Stored data entries
○ ○ ○ ○

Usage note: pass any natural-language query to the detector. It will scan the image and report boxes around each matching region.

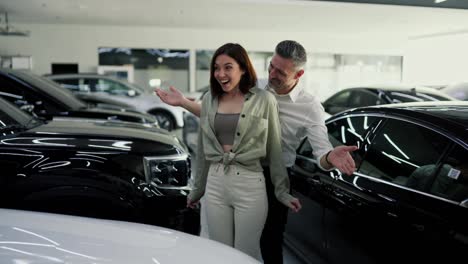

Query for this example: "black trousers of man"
[260,167,288,264]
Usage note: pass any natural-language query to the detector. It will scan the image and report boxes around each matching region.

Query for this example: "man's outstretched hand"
[328,146,358,175]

○ ○ ○ ○

SET EXERCISE | Duplicate every line of these rows word for word, leaving out the pictures.

TASK RESPONSE |
Usage note: pass any natural-language query to the detector. It will scan the image and report boxes around each matching region.


Query for this example: "black trousers of man"
[260,167,288,264]
Usage note: pass any natural-language query to the detector. It will scan the image and report boxes around each matching region.

Query for this example: "man's outstretched hand"
[328,146,358,175]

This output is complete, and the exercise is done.